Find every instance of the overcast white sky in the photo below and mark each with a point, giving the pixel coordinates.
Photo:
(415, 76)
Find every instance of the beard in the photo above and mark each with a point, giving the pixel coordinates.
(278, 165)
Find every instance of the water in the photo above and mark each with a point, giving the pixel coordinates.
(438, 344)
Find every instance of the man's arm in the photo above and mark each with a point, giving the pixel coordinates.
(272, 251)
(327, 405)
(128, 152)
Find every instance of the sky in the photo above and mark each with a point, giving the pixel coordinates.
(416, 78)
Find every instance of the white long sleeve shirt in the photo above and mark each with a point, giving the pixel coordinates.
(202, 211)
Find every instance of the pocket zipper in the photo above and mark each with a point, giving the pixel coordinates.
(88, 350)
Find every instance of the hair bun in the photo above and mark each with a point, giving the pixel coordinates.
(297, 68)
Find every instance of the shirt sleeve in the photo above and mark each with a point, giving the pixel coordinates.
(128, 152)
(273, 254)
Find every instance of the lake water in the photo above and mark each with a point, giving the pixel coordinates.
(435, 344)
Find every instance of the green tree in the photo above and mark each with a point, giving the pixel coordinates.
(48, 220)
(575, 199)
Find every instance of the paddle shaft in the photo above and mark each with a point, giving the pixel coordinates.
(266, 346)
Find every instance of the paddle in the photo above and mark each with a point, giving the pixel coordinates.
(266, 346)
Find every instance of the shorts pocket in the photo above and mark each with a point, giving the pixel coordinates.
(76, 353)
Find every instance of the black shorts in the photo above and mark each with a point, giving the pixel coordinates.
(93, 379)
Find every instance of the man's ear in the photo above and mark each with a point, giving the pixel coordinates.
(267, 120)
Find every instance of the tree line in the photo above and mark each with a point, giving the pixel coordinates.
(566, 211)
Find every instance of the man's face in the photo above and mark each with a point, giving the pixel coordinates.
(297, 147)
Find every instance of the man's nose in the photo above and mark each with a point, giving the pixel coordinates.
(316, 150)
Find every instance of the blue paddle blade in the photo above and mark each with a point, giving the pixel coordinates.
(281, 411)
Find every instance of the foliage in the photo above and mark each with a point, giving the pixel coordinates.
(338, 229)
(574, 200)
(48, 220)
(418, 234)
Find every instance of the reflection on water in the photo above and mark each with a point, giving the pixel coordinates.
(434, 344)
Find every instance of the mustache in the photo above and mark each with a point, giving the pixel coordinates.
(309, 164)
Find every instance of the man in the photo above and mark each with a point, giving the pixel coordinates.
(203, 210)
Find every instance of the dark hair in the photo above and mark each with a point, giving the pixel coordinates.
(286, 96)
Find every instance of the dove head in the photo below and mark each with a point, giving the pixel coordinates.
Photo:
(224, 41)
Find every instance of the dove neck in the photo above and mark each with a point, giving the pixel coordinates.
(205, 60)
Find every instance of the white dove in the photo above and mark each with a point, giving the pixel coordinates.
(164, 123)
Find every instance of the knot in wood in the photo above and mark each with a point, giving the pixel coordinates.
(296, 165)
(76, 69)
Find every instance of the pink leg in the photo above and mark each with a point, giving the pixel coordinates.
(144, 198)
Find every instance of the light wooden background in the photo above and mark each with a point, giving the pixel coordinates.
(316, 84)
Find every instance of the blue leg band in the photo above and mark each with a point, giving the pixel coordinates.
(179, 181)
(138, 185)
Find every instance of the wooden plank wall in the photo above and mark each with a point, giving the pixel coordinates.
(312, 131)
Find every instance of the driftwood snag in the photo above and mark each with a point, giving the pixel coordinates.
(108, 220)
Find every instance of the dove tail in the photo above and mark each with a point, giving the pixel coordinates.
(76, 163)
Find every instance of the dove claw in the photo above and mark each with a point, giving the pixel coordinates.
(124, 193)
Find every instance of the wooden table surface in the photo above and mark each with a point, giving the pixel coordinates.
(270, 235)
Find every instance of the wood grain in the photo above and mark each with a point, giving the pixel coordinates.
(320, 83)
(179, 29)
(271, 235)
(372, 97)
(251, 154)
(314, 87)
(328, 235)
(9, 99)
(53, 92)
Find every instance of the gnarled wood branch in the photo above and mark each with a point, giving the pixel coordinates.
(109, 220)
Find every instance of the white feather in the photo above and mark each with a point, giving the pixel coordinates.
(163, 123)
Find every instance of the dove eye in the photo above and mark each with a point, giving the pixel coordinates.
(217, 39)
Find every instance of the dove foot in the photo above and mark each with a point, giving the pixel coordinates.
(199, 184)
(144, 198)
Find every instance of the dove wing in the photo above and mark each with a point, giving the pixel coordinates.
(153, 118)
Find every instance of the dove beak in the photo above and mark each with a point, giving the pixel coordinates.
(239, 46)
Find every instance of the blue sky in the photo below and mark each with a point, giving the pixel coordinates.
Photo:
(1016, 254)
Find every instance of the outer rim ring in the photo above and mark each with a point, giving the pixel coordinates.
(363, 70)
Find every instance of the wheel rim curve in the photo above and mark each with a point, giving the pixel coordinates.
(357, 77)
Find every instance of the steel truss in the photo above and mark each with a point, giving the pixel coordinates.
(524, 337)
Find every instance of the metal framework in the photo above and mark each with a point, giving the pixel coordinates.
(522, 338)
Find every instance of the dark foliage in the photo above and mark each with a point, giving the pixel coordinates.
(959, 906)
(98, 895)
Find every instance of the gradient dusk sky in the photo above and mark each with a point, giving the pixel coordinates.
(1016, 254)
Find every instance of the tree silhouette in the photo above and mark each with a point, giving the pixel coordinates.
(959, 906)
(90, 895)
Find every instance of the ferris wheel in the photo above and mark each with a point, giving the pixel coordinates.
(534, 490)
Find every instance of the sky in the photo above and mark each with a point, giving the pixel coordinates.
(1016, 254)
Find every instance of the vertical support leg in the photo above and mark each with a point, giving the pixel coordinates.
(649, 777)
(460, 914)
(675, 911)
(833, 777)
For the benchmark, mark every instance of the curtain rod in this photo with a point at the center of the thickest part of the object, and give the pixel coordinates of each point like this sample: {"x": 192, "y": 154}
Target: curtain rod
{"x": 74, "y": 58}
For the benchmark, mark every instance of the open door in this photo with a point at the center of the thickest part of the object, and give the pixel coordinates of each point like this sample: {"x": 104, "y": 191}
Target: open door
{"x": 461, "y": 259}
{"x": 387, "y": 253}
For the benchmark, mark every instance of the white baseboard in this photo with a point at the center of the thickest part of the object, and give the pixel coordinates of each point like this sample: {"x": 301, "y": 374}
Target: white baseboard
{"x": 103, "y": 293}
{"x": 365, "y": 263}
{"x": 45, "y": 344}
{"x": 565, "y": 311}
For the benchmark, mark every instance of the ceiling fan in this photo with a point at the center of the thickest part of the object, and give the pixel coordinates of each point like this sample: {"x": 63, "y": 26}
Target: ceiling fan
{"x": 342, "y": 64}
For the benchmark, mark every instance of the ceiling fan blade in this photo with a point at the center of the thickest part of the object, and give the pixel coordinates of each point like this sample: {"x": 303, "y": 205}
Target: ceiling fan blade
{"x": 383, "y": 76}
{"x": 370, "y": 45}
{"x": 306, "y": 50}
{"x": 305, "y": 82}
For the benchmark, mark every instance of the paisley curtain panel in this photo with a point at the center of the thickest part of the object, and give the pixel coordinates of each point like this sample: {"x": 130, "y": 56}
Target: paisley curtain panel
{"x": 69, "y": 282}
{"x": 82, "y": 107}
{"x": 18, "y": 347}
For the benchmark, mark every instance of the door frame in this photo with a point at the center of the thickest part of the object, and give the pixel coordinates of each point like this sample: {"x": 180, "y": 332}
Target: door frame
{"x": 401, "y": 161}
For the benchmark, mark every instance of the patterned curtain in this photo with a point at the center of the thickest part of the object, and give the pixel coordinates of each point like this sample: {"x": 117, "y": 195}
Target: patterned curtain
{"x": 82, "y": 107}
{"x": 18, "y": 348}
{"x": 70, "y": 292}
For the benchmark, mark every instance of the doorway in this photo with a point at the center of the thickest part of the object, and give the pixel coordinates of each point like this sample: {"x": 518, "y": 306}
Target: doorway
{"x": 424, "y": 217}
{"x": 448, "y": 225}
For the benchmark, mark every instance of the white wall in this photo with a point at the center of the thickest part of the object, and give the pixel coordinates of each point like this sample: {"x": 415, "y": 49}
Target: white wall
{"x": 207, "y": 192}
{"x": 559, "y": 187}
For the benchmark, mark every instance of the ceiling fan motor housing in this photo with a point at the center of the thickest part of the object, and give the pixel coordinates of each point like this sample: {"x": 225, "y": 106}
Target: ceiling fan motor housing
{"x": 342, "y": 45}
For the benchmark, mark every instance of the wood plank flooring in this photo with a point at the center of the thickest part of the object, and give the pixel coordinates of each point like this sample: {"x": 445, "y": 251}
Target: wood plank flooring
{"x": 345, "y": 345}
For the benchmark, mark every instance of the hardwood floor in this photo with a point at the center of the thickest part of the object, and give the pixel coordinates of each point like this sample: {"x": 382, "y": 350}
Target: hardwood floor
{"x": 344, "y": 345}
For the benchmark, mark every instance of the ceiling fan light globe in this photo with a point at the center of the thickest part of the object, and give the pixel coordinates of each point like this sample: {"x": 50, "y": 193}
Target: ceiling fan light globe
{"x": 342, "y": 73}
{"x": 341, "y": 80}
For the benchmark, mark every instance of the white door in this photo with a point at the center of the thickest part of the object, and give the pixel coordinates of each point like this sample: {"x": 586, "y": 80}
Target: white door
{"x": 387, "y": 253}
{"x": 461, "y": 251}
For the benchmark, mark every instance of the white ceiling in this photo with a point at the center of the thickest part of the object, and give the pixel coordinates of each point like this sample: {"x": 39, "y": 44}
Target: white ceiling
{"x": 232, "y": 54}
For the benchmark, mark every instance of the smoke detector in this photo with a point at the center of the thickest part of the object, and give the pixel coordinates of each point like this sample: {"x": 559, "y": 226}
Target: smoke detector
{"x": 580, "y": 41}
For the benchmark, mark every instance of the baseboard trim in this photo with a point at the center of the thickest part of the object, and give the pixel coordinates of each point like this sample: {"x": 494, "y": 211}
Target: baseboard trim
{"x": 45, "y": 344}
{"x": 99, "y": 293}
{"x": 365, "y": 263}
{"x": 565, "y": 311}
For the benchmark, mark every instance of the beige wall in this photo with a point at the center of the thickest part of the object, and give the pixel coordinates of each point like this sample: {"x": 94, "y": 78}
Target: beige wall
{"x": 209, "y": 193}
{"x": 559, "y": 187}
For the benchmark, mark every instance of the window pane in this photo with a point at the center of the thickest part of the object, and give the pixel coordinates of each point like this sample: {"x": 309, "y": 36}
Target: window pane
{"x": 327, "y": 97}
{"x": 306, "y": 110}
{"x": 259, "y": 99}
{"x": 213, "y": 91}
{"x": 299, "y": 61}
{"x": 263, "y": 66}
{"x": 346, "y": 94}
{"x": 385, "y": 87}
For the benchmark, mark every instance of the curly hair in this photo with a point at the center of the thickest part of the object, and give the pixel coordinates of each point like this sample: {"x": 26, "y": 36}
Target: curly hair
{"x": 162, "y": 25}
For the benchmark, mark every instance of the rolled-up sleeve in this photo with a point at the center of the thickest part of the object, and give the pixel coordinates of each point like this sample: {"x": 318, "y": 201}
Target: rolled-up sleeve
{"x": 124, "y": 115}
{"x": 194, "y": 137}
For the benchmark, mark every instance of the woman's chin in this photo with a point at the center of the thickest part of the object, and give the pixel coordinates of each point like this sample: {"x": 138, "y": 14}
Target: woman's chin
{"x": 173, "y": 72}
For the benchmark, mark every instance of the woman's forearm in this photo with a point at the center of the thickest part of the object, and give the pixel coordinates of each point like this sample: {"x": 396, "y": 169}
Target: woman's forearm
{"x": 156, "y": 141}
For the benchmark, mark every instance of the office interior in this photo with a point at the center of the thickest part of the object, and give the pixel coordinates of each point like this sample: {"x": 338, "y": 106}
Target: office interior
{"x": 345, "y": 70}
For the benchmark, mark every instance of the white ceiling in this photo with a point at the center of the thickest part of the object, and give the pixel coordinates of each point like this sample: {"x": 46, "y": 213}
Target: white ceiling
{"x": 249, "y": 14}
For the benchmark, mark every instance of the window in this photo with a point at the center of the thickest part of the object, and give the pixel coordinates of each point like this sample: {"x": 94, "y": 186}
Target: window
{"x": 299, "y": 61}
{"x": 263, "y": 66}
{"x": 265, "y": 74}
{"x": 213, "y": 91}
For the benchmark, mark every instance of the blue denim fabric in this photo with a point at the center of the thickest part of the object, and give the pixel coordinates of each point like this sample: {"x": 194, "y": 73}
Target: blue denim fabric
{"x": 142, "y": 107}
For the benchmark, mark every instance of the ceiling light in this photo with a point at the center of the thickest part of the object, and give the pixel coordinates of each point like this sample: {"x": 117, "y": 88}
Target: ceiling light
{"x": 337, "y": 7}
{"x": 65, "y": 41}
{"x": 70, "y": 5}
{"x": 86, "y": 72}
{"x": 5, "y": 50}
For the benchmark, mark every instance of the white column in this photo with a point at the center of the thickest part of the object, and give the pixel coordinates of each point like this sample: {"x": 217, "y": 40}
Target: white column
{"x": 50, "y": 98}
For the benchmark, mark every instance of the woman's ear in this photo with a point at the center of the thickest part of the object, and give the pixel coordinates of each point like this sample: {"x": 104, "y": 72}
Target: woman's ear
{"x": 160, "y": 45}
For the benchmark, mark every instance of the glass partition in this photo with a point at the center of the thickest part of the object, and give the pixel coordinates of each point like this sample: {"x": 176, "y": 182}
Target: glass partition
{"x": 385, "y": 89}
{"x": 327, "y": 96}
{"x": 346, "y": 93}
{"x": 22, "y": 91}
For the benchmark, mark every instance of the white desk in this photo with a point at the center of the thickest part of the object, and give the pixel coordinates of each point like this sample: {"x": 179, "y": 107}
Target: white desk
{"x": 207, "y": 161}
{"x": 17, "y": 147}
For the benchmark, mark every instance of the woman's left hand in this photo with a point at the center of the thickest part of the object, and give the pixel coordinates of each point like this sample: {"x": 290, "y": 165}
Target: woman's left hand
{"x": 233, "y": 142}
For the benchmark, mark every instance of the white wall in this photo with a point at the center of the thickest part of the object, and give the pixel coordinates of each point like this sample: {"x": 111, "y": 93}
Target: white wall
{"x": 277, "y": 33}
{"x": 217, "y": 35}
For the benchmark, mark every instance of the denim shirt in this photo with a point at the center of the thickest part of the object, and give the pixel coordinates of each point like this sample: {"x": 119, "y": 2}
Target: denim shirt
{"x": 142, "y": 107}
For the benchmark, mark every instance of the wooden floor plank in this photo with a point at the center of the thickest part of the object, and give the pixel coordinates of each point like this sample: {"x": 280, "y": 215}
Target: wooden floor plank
____
▶ **Work to do**
Repeat precisely the lines of the data starting at the one containing "For the benchmark, mark every instance of the white desk", last line included.

▶ **Complete answer**
For the benchmark, mark every instance of the white desk in this photo with a point at the center of the thickest part of the object, and give the pixel coordinates of each point like this sample: {"x": 179, "y": 107}
Target: white desk
{"x": 207, "y": 161}
{"x": 17, "y": 147}
For the benchmark, mark every instance of the woman's left hand in this photo with a point at the center of the thickest part of the object, and give the pixel coordinates of each point like this sample: {"x": 290, "y": 165}
Target: woman's left hand
{"x": 233, "y": 142}
For the benchmark, mark every instance of the white wall in this photo with a point at the center of the thickest part of the object, and give the pixel coordinates of each point like this sample: {"x": 111, "y": 93}
Target: white wall
{"x": 277, "y": 33}
{"x": 217, "y": 35}
For the benchmark, mark every instance of the denim shirt in this photo with a point at the center of the thickest part of the object, and give the pixel coordinates of each point like this sample: {"x": 119, "y": 2}
Target: denim shirt
{"x": 142, "y": 107}
For the benchmark, mark every instance of the wooden floor plank in this photo with a point at the center of the thickest part of the object, and give the pixel coordinates of each point like this sample: {"x": 280, "y": 215}
Target: wooden floor plank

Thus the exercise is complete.